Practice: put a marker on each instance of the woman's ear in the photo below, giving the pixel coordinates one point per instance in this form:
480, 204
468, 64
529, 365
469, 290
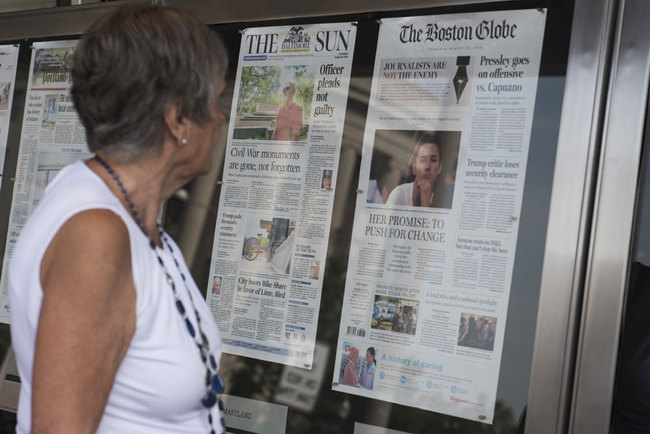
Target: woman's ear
176, 123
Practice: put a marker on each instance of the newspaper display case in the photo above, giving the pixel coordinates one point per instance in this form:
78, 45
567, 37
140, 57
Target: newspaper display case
516, 89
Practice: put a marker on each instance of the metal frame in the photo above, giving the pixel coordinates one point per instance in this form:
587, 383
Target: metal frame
570, 217
613, 222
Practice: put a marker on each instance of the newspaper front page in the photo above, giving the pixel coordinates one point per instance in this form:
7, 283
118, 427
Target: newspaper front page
8, 64
52, 137
272, 229
435, 229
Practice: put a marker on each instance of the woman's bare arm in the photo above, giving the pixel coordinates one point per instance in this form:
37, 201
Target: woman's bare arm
86, 322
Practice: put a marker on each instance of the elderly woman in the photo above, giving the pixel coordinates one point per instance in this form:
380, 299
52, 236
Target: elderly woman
289, 121
110, 332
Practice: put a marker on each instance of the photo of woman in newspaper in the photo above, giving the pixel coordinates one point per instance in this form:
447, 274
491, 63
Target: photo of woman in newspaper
395, 314
430, 170
477, 331
274, 103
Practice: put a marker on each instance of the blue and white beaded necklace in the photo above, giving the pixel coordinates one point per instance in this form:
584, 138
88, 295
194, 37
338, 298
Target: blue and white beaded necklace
213, 381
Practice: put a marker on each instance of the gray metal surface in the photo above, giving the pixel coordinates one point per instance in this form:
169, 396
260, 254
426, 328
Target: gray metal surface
613, 217
569, 218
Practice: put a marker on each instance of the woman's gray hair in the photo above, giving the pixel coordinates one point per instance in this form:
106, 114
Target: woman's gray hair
136, 62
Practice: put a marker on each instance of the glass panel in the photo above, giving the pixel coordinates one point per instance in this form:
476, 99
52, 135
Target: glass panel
631, 403
191, 217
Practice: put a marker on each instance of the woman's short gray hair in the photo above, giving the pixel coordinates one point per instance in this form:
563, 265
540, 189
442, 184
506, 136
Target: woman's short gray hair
134, 63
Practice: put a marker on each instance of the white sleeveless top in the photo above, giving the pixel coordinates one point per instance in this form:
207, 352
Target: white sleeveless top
160, 383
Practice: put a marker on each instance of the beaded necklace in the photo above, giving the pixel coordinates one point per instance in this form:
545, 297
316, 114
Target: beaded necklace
213, 381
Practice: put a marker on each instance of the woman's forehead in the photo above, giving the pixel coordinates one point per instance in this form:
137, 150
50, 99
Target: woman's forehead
428, 147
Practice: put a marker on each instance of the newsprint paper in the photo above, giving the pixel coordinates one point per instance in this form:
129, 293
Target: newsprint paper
8, 63
52, 137
272, 229
442, 174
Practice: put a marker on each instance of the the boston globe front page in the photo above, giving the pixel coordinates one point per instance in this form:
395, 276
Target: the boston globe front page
435, 230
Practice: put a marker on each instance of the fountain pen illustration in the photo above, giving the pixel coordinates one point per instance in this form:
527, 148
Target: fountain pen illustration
460, 79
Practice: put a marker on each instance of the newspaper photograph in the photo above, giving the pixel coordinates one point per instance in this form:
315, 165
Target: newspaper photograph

■ What needs to be done
Please set out the listing above as a numbered list with blank lines dropped, and leave the pictures out of your answer.

■ Written answer
1. Practice: put a marker on each instance of the woman's ear in the photo below, giving the pixel coordinates one point per instance in this form:
2. 480, 204
3. 468, 64
4. 529, 365
5. 469, 290
6. Target: woman's ear
7. 176, 123
8. Practice: put a marker on each instance of the newspaper display case in the photo above, giving the pixel coordinates one point per instance in this form:
9. 78, 45
10. 567, 37
11. 140, 57
12. Target: newspaper display case
13. 516, 89
14. Practice: put a marker on each instance of the metal frame in the photo above, giving the pixel coordinates one point per instance in this form:
15. 587, 383
16. Target: metal frame
17. 570, 217
18. 613, 222
19. Practice: put a marker on each instance of the newspaper front page in the photo above, giving the pixel coordinates one point per instance in this form:
20. 7, 283
21. 118, 427
22. Target: newspaper front page
23. 8, 64
24. 52, 137
25. 272, 229
26. 435, 229
27. Practice: put a marker on each instance of the woman's bare arm in the photo above, giving the pixel coordinates one point per instance in this form:
28. 37, 201
29. Target: woman's bare arm
30. 86, 322
31. Practice: put a marker on each instance of the elderly woman in the photo above, giving the pixel coordinates one point per instance in this form:
32. 380, 299
33. 52, 236
34. Target: elderly woman
35. 289, 121
36. 110, 332
37. Practice: put a marker on each instance of the photo of woman in newspaper in the photo above, giving the pixel coordinates one point per instance in this form:
38. 447, 274
39. 491, 63
40. Target: photo of woman in newspaper
41. 395, 314
42. 430, 170
43. 477, 331
44. 274, 103
45. Practice: put a marker on each instance of the blue and white beaded necklace in the photo above, giving the pixel coordinates one point per instance in this form:
46. 584, 138
47. 88, 295
48. 194, 37
49. 338, 298
50. Target: blue and white beaded necklace
51. 213, 381
52. Practice: put a marker on each instance of the gray metal surface in the photo above, giving the pixel coordinates one point per instance in this form:
53. 169, 396
54. 260, 254
55. 426, 328
56. Target: gray metal surface
57. 613, 217
58. 569, 218
59. Practice: put a marker on each instance of the woman's gray hair in the photo above, giving the pixel coordinates one point per instance in this form:
60. 106, 114
61. Target: woman's gray hair
62. 136, 62
63. Practice: put a marker on each instance of the glass panel in the photo above, giving the pixel coordinates one point per instance in this form:
64. 476, 99
65. 52, 135
66. Target: glass panel
67. 631, 403
68. 191, 217
69. Practice: put a marker on each instance of the woman's short gray hair in the photo above, giving the pixel coordinates one point per instance in this form:
70. 563, 265
71. 540, 189
72. 442, 184
73. 506, 136
74. Target: woman's short gray hair
75. 134, 63
76. Practice: put a marker on each instance of the white sleeveless top in the photo above, giving the pixel coordinates one point per instance in this form:
77. 207, 352
78. Target: white sleeveless top
79. 160, 383
80. Practice: put a marker on each instance of the beaded necklace in the photo above, giving the pixel coordinates one point per instance in this form:
81. 545, 297
82. 316, 114
83. Target: beaded necklace
84. 213, 381
85. Practice: put a marker on each instance of the woman's forehead in the photo above, giving the pixel coordinates one point per instance in this form:
86. 137, 150
87. 50, 99
88. Target: woman's forehead
89. 428, 147
90. Practice: put a marker on each instance of the newsprint paper in the photo above, giving the pixel coordinates one point per instance in this form:
91. 129, 293
92. Target: newsprint paper
93. 8, 63
94. 52, 137
95. 272, 229
96. 442, 174
97. Practice: put a marker on each instance of the the boston globe front page in the photo above, giving the pixel coordinates one point per instance in this form:
98. 395, 276
99. Target: the boston globe front page
100. 435, 230
101. Practice: put a marker on each instance of the fountain pen illustration in the photo above, giving the pixel coordinates one point per instance in this form:
102. 527, 148
103. Target: fountain pen illustration
104. 460, 79
105. Practice: put a marker on each instance of the newspaper photograph in the photo above, giving the pixel coordinates one point per instance in this form:
106. 315, 165
107. Target: newspaper photograph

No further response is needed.